**Material for this exercise**
== Segment start ==

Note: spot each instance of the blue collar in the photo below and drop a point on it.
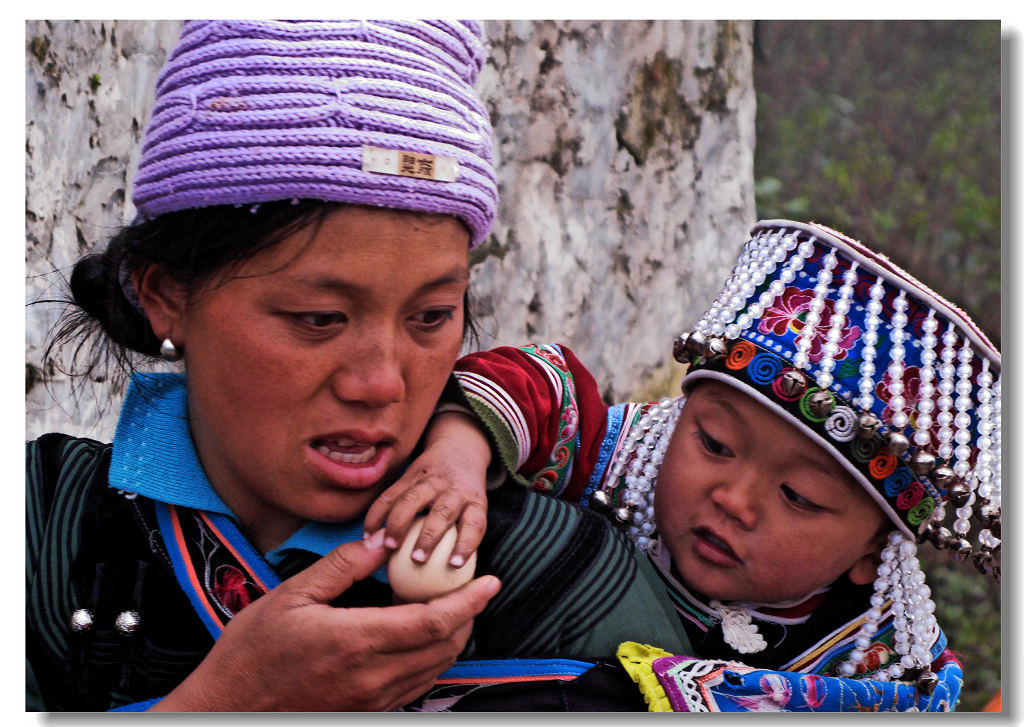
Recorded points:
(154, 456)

== Segment end ==
== Segment start ==

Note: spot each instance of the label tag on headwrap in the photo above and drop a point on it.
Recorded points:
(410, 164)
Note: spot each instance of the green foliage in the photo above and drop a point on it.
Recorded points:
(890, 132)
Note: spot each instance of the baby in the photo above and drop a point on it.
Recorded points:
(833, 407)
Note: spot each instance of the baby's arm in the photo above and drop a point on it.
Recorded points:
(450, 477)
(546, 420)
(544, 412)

== Segment end ==

**Your instructions**
A single figure, please: the number of lines in the data that hold the string "baby".

**Solution for this task**
2